* _Task directions_
Switch every "Could you please give" in the items below to "Please provide", changing nothing else, and give the items again without the pictures.

━━━━━ Supplied records

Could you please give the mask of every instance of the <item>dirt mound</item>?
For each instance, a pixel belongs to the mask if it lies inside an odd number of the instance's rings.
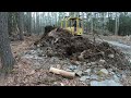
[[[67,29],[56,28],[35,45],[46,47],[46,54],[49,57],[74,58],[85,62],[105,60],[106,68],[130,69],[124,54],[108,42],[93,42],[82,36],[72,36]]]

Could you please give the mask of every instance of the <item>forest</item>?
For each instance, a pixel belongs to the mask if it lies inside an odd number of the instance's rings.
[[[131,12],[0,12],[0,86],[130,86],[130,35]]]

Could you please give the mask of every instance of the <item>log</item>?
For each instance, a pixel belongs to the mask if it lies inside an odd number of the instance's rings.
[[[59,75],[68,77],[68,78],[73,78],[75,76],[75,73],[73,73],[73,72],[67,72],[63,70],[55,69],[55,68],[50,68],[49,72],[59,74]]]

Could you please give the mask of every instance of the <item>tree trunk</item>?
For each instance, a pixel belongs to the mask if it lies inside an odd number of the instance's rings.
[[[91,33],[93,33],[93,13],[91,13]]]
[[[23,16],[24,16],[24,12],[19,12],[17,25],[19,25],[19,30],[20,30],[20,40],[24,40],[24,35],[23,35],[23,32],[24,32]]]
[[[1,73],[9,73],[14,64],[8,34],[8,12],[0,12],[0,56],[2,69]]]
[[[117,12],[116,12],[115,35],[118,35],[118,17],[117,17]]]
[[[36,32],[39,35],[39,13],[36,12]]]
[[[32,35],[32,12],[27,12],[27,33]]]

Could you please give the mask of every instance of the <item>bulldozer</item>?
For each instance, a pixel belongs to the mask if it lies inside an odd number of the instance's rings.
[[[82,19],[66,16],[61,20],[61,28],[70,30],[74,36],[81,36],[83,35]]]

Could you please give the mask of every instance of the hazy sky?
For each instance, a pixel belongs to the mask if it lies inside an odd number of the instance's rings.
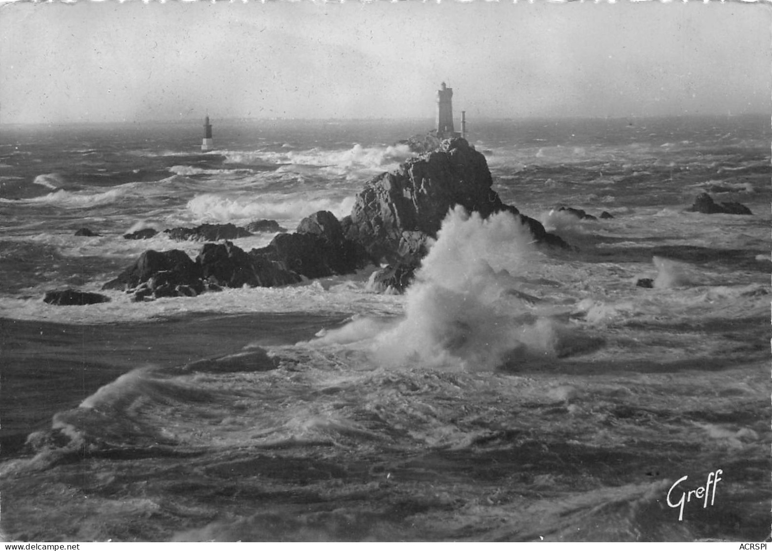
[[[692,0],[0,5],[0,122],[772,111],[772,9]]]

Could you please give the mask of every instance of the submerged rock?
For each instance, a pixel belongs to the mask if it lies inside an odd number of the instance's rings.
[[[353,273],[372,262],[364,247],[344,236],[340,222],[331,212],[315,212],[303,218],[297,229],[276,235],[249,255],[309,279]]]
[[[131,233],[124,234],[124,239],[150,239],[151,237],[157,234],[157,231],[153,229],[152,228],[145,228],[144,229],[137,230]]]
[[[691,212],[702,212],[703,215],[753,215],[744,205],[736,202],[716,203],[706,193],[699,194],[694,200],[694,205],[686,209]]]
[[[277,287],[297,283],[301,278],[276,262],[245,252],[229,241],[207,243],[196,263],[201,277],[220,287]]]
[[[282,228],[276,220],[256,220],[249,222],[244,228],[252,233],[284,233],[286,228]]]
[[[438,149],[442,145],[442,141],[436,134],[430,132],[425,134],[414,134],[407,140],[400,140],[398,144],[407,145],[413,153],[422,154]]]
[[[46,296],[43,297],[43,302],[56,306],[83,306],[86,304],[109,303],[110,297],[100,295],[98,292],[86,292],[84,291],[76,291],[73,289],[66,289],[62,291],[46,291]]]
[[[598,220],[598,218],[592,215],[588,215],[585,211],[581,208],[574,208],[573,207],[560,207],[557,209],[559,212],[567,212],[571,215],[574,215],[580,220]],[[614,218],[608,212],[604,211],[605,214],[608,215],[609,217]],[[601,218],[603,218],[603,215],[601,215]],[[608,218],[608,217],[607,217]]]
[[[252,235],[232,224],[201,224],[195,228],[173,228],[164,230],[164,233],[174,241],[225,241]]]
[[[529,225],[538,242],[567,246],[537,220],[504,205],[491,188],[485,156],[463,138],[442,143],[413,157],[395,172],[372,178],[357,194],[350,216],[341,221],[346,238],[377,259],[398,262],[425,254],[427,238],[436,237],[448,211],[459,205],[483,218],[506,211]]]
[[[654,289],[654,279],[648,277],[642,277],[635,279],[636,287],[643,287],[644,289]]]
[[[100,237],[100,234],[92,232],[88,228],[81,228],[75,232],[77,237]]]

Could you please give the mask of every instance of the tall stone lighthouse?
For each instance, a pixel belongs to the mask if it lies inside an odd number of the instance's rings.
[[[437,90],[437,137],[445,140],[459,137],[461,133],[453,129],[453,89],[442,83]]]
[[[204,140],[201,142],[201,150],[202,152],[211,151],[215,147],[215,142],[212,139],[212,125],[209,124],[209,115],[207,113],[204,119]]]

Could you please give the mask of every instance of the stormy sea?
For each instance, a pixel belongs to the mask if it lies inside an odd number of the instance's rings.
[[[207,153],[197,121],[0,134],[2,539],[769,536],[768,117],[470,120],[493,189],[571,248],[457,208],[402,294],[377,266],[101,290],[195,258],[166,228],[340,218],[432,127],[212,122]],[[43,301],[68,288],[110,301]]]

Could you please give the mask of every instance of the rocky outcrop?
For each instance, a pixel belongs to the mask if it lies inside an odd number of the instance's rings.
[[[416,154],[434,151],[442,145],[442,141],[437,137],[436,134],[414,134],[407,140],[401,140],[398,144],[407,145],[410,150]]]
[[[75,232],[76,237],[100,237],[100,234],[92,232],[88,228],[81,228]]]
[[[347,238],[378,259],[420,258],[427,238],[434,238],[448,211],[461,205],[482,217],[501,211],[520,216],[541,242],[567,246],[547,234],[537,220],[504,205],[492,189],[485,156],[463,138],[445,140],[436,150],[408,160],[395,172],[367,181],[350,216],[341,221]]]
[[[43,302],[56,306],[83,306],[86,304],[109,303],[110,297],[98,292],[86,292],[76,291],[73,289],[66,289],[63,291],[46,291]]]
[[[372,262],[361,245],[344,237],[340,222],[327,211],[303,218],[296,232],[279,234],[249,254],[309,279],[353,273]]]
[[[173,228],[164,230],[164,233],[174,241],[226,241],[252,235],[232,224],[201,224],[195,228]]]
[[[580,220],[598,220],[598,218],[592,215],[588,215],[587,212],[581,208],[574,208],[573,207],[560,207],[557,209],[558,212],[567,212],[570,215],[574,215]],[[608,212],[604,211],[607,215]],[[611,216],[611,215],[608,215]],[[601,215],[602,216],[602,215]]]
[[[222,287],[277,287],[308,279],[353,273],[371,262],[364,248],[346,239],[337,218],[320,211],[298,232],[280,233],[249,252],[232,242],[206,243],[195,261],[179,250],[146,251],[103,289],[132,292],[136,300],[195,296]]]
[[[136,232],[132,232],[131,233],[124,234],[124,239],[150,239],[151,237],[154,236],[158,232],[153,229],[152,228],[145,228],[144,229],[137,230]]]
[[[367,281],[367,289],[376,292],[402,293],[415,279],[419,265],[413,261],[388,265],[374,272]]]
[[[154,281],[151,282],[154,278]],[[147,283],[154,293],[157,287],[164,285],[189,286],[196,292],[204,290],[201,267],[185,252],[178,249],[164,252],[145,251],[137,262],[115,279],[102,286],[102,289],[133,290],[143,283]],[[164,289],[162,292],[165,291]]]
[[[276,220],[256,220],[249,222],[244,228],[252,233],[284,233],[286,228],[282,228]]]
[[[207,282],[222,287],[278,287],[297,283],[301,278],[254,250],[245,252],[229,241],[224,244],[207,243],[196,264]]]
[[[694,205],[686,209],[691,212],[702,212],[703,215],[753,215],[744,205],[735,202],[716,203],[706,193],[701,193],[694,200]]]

━━━━━━━━━━

* _Output_
Please provide the mask of every instance of the <item>dirt mound</item>?
For each instance, a pixel belongs to the mask if it lies inside an odd number of the instance's rings.
[[[67,29],[56,28],[35,45],[46,47],[46,54],[49,57],[74,58],[85,62],[105,60],[106,68],[130,69],[124,54],[108,42],[93,42],[82,36],[72,36]]]

Please provide the mask of every instance of the <item>forest</item>?
For each instance, a pixel belongs to the mask if it lies inside an odd number of the instance's rings.
[[[131,12],[0,12],[0,86],[130,86],[130,35]]]

Please provide the mask of every instance of the <item>log</item>?
For each instance, a pixel belongs to the mask if it lies inside an odd number of the instance's rings.
[[[59,75],[68,77],[68,78],[73,78],[75,76],[75,73],[73,73],[73,72],[67,72],[63,70],[55,69],[55,68],[50,68],[49,72],[59,74]]]

Please provide the mask of every instance of the <item>tree trunk</item>?
For each instance, a pixel belongs to the mask if it lies inside an odd number of the instance's rings.
[[[91,33],[93,33],[93,13],[91,13]]]
[[[23,16],[24,16],[24,12],[19,12],[17,25],[19,25],[19,30],[20,30],[20,40],[24,40],[24,35],[23,35],[23,32],[24,32]]]
[[[1,73],[9,73],[14,64],[8,34],[8,12],[0,12],[0,56],[2,69]]]
[[[117,12],[116,12],[115,35],[118,35],[118,17],[117,17]]]
[[[36,32],[39,35],[39,13],[36,12]]]
[[[32,35],[32,12],[27,12],[27,33]]]

Please provide the mask of every instance of the <item>bulldozer</item>?
For each instance, a pixel belongs to the mask if it lies inside an odd number of the instance's rings.
[[[82,19],[66,16],[61,20],[61,28],[70,30],[74,36],[81,36],[83,35]]]

Please provide the mask of every instance of the hazy sky?
For each instance, a pixel belongs to the mask if it lies inside an odd number of the instance's rings.
[[[692,0],[0,5],[0,122],[772,111],[772,9]]]

Please provide the mask of every instance of the submerged rock?
For each instance, a pixel belongs to the mask if it lies inside an odd number of the instance's rings.
[[[353,273],[372,262],[364,247],[344,236],[340,222],[331,212],[315,212],[303,218],[297,229],[276,235],[249,255],[309,279]]]
[[[131,233],[124,234],[124,239],[150,239],[151,237],[157,234],[157,231],[153,229],[152,228],[145,228],[144,229],[137,230]]]
[[[691,212],[702,212],[703,215],[753,215],[744,205],[736,202],[716,203],[706,193],[699,194],[694,200],[694,205],[686,209]]]
[[[277,287],[297,283],[301,278],[276,262],[245,252],[229,241],[207,243],[196,263],[201,277],[220,287]]]
[[[282,228],[276,220],[256,220],[249,222],[244,228],[252,233],[284,233],[286,228]]]
[[[438,149],[442,145],[442,141],[436,134],[430,132],[425,134],[414,134],[407,140],[400,140],[398,144],[407,145],[413,153],[422,154]]]
[[[46,296],[43,297],[43,302],[56,306],[83,306],[86,304],[109,303],[110,297],[100,295],[98,292],[86,292],[84,291],[76,291],[73,289],[66,289],[62,291],[46,291]]]
[[[598,220],[598,218],[592,215],[588,215],[585,211],[581,208],[574,208],[573,207],[560,207],[557,209],[559,212],[567,212],[571,215],[574,215],[580,220]],[[614,218],[608,212],[604,211],[605,214],[608,215],[609,217]],[[601,218],[603,218],[603,215],[601,215]],[[608,218],[608,217],[607,217]]]
[[[252,235],[232,224],[201,224],[195,228],[173,228],[164,230],[164,233],[174,241],[225,241]]]
[[[529,225],[538,242],[567,246],[537,220],[504,205],[491,188],[485,156],[463,138],[442,143],[413,157],[395,172],[372,178],[357,194],[350,216],[341,221],[346,238],[377,259],[398,262],[425,254],[427,238],[436,237],[448,211],[459,205],[483,218],[506,211]]]
[[[654,289],[654,279],[648,277],[642,277],[635,279],[636,287],[643,287],[644,289]]]
[[[100,237],[100,234],[92,232],[88,228],[81,228],[75,232],[77,237]]]

Please provide the mask of every instance of the tall stone lighthouse?
For each instance, a pixel belongs to the mask if it lies inside an odd number of the instance's rings.
[[[437,90],[437,137],[445,140],[459,137],[461,133],[453,129],[453,89],[442,83]]]
[[[204,140],[201,142],[201,150],[202,152],[211,151],[215,147],[215,142],[212,139],[212,125],[209,124],[209,115],[207,113],[204,119]]]

Please provide the mask of every instance of the stormy sea?
For each instance, a pixel belongs to the mask if it lies inside an odd number of the instance's rings.
[[[207,153],[197,121],[0,134],[2,539],[769,536],[768,117],[470,120],[493,189],[571,248],[457,208],[402,294],[377,266],[101,290],[195,258],[166,228],[340,218],[432,127],[212,122]],[[43,301],[68,288],[110,301]]]

Please provide the mask of every instance of the rocky outcrop?
For each instance, a pixel belongs to the mask if it lies inside an odd number of the instance's rings.
[[[416,154],[434,151],[442,145],[442,141],[437,137],[436,134],[414,134],[407,140],[401,140],[398,144],[407,145],[410,150]]]
[[[75,232],[76,237],[100,237],[100,234],[92,232],[88,228],[81,228]]]
[[[347,238],[378,259],[420,258],[427,238],[434,238],[448,211],[461,205],[482,217],[501,211],[520,216],[541,242],[567,246],[547,234],[537,220],[504,205],[492,189],[485,156],[463,138],[445,140],[436,150],[408,160],[395,172],[367,181],[350,216],[341,221]]]
[[[43,302],[56,306],[83,306],[86,304],[109,303],[110,297],[98,292],[86,292],[76,291],[73,289],[66,289],[63,291],[46,291]]]
[[[372,262],[361,245],[344,237],[340,222],[327,211],[303,218],[296,232],[279,234],[249,254],[309,279],[353,273]]]
[[[173,228],[164,230],[164,233],[174,241],[226,241],[252,235],[232,224],[201,224],[195,228]]]
[[[580,220],[598,220],[598,218],[592,215],[588,215],[587,212],[581,208],[574,208],[573,207],[560,207],[557,209],[558,212],[567,212],[570,215],[574,215]],[[608,212],[604,211],[607,215]],[[611,216],[611,215],[608,215]],[[601,215],[602,216],[602,215]]]
[[[222,287],[277,287],[308,279],[353,273],[371,262],[364,248],[346,239],[337,218],[320,211],[298,232],[280,233],[249,252],[232,242],[206,243],[195,261],[179,250],[146,251],[103,289],[132,292],[136,300],[195,296]]]
[[[136,232],[132,232],[131,233],[124,234],[124,239],[150,239],[151,237],[154,236],[158,232],[153,229],[152,228],[145,228],[144,229],[137,230]]]
[[[367,281],[367,289],[376,292],[402,293],[415,279],[419,265],[413,261],[388,265],[374,272]]]
[[[154,281],[151,282],[154,278]],[[147,283],[154,293],[157,287],[164,285],[189,286],[196,292],[204,290],[201,267],[185,252],[178,249],[164,252],[145,251],[137,262],[115,279],[102,286],[102,289],[133,290],[143,283]],[[164,289],[162,292],[165,291]]]
[[[276,220],[256,220],[249,222],[244,228],[252,233],[284,233],[286,228],[282,228]]]
[[[207,282],[222,287],[278,287],[297,283],[301,278],[254,250],[245,252],[229,241],[224,244],[207,243],[196,264]]]
[[[694,205],[686,209],[691,212],[702,212],[703,215],[753,215],[744,205],[735,202],[716,203],[706,193],[701,193],[694,200]]]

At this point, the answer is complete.